Exactly repeat the material, dropping every picture from the copy.

Records of labeled points:
####

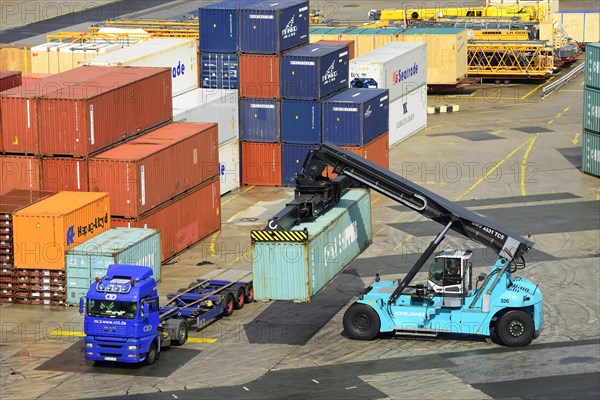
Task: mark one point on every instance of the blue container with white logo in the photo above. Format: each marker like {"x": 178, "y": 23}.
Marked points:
{"x": 355, "y": 116}
{"x": 313, "y": 71}
{"x": 292, "y": 159}
{"x": 219, "y": 26}
{"x": 219, "y": 71}
{"x": 301, "y": 121}
{"x": 270, "y": 28}
{"x": 259, "y": 120}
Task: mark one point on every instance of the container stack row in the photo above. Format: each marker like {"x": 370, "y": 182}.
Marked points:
{"x": 591, "y": 111}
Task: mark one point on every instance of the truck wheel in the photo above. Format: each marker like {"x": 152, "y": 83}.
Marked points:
{"x": 152, "y": 354}
{"x": 228, "y": 306}
{"x": 180, "y": 333}
{"x": 240, "y": 299}
{"x": 250, "y": 294}
{"x": 515, "y": 328}
{"x": 361, "y": 322}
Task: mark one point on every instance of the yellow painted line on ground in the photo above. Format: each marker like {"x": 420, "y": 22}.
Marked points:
{"x": 201, "y": 340}
{"x": 234, "y": 216}
{"x": 406, "y": 239}
{"x": 213, "y": 251}
{"x": 524, "y": 164}
{"x": 67, "y": 333}
{"x": 532, "y": 91}
{"x": 229, "y": 199}
{"x": 492, "y": 170}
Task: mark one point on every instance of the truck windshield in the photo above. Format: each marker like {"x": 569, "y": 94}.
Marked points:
{"x": 112, "y": 309}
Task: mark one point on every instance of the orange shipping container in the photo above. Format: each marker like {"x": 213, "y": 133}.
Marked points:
{"x": 349, "y": 43}
{"x": 65, "y": 173}
{"x": 46, "y": 230}
{"x": 19, "y": 172}
{"x": 156, "y": 167}
{"x": 184, "y": 220}
{"x": 259, "y": 76}
{"x": 261, "y": 164}
{"x": 376, "y": 151}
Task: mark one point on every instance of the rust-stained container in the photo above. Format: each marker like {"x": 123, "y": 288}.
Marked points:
{"x": 259, "y": 76}
{"x": 154, "y": 168}
{"x": 377, "y": 151}
{"x": 10, "y": 79}
{"x": 46, "y": 230}
{"x": 349, "y": 43}
{"x": 19, "y": 172}
{"x": 65, "y": 173}
{"x": 117, "y": 105}
{"x": 261, "y": 164}
{"x": 183, "y": 221}
{"x": 19, "y": 131}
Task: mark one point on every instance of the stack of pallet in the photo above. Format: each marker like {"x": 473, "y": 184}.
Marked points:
{"x": 591, "y": 111}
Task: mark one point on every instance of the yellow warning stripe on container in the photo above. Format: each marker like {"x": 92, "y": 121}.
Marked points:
{"x": 279, "y": 236}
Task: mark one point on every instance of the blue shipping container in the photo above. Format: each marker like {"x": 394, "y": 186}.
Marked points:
{"x": 355, "y": 116}
{"x": 298, "y": 270}
{"x": 301, "y": 121}
{"x": 133, "y": 246}
{"x": 292, "y": 159}
{"x": 270, "y": 28}
{"x": 313, "y": 71}
{"x": 219, "y": 26}
{"x": 259, "y": 120}
{"x": 219, "y": 71}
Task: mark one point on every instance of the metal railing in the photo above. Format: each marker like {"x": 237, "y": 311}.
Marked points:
{"x": 551, "y": 87}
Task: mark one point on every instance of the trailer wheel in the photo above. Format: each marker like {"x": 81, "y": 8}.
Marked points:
{"x": 229, "y": 305}
{"x": 240, "y": 299}
{"x": 361, "y": 322}
{"x": 515, "y": 328}
{"x": 250, "y": 294}
{"x": 152, "y": 354}
{"x": 180, "y": 333}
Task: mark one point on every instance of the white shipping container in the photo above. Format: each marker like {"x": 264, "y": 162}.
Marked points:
{"x": 400, "y": 67}
{"x": 408, "y": 115}
{"x": 229, "y": 166}
{"x": 178, "y": 54}
{"x": 210, "y": 105}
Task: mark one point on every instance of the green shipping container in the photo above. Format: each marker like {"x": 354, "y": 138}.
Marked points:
{"x": 591, "y": 110}
{"x": 133, "y": 246}
{"x": 298, "y": 271}
{"x": 592, "y": 65}
{"x": 590, "y": 160}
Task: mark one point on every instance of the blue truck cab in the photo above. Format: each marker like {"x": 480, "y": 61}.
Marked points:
{"x": 122, "y": 316}
{"x": 124, "y": 322}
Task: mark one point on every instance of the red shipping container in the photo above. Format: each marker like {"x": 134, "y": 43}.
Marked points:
{"x": 259, "y": 76}
{"x": 19, "y": 131}
{"x": 377, "y": 151}
{"x": 261, "y": 164}
{"x": 184, "y": 220}
{"x": 154, "y": 168}
{"x": 19, "y": 172}
{"x": 84, "y": 119}
{"x": 65, "y": 174}
{"x": 10, "y": 79}
{"x": 349, "y": 43}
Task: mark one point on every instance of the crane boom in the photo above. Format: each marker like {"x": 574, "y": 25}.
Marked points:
{"x": 314, "y": 192}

####

◆ **Problem solution**
Task: mark one point on every instance of the blue container with white logo in the photo above. Format: each marker like {"x": 178, "y": 23}.
Marked points:
{"x": 355, "y": 116}
{"x": 313, "y": 71}
{"x": 292, "y": 159}
{"x": 219, "y": 26}
{"x": 219, "y": 71}
{"x": 301, "y": 121}
{"x": 270, "y": 28}
{"x": 259, "y": 120}
Task: mark one point on every instance of the container stack row in the photo above. Format: each marker like {"x": 370, "y": 182}.
Marked points:
{"x": 591, "y": 111}
Task: mark one point on every instance of the truck wheel in the photo above. Format: each marker like {"x": 152, "y": 83}.
Marked points:
{"x": 152, "y": 354}
{"x": 228, "y": 306}
{"x": 180, "y": 333}
{"x": 240, "y": 299}
{"x": 250, "y": 294}
{"x": 515, "y": 328}
{"x": 361, "y": 322}
Task: mark one point on every instance of the yellow painted line on ground in the photo above. Format: each marker like {"x": 420, "y": 22}.
Marked points:
{"x": 201, "y": 340}
{"x": 234, "y": 216}
{"x": 406, "y": 239}
{"x": 213, "y": 251}
{"x": 524, "y": 164}
{"x": 67, "y": 333}
{"x": 532, "y": 91}
{"x": 229, "y": 199}
{"x": 492, "y": 170}
Task: mark one point on every instance of the truck windshield in the photo above. Format: each marker like {"x": 569, "y": 94}.
Marked points:
{"x": 112, "y": 309}
Task: mark one point on every instance of the orange shipping container in the photo above. Format: each marker like {"x": 213, "y": 133}.
Marked points:
{"x": 349, "y": 43}
{"x": 65, "y": 173}
{"x": 46, "y": 230}
{"x": 19, "y": 172}
{"x": 156, "y": 167}
{"x": 184, "y": 220}
{"x": 259, "y": 76}
{"x": 261, "y": 164}
{"x": 376, "y": 151}
Task: mark one point on every instance of the rust-stained container in the photo above. Format: each marker like {"x": 123, "y": 288}.
Marked points:
{"x": 259, "y": 76}
{"x": 154, "y": 168}
{"x": 377, "y": 151}
{"x": 10, "y": 79}
{"x": 46, "y": 230}
{"x": 349, "y": 43}
{"x": 19, "y": 172}
{"x": 65, "y": 173}
{"x": 117, "y": 105}
{"x": 261, "y": 164}
{"x": 183, "y": 221}
{"x": 19, "y": 131}
Task: mark one point on every instance of the stack of pallet in the photo above. Format: each marker like {"x": 473, "y": 184}.
Marked points:
{"x": 591, "y": 111}
Task: mark one point on every instance of the yellow warning stripe on container in the photo above. Format: each marker like {"x": 92, "y": 121}.
Marked points:
{"x": 279, "y": 236}
Task: mark one point on every instance of the blue shipping container in the photo above. Format: each marker like {"x": 394, "y": 186}.
Marked points:
{"x": 355, "y": 116}
{"x": 298, "y": 270}
{"x": 301, "y": 121}
{"x": 133, "y": 246}
{"x": 292, "y": 159}
{"x": 270, "y": 28}
{"x": 313, "y": 71}
{"x": 219, "y": 26}
{"x": 259, "y": 120}
{"x": 219, "y": 71}
Task: mark one point on every instance of the metal railing in the photo above. Format: each marker like {"x": 237, "y": 311}.
Marked points:
{"x": 551, "y": 87}
Task: mark one point on every instance of the trailer wheel in the photo above. Format: each marker like {"x": 81, "y": 8}.
Marked points:
{"x": 229, "y": 305}
{"x": 240, "y": 299}
{"x": 361, "y": 322}
{"x": 515, "y": 328}
{"x": 250, "y": 294}
{"x": 152, "y": 354}
{"x": 180, "y": 333}
Task: mark one point on every instance of the white shipping container in the photo above. Format: each marker like {"x": 264, "y": 162}.
Marked points:
{"x": 400, "y": 67}
{"x": 408, "y": 115}
{"x": 229, "y": 166}
{"x": 178, "y": 54}
{"x": 210, "y": 105}
Task: mark one point on every instance of the green shipping container in the photo above. Format: each marker like {"x": 354, "y": 138}.
Marked points:
{"x": 591, "y": 110}
{"x": 133, "y": 246}
{"x": 298, "y": 271}
{"x": 592, "y": 65}
{"x": 590, "y": 160}
Task: mark one point on every instance of the blue truck cab in the photo above. Format: each marker like {"x": 480, "y": 61}.
Marked points:
{"x": 122, "y": 316}
{"x": 124, "y": 322}
Task: mark one point on every instance of the red shipping container in the photo above. Format: each marker like {"x": 134, "y": 43}.
Marked points:
{"x": 259, "y": 76}
{"x": 19, "y": 131}
{"x": 377, "y": 151}
{"x": 261, "y": 164}
{"x": 184, "y": 220}
{"x": 154, "y": 168}
{"x": 19, "y": 172}
{"x": 84, "y": 119}
{"x": 65, "y": 174}
{"x": 10, "y": 79}
{"x": 349, "y": 43}
Task: mark one point on every instance of the crane boom in the photo above. Format: each marker like {"x": 574, "y": 25}.
Marked points:
{"x": 314, "y": 192}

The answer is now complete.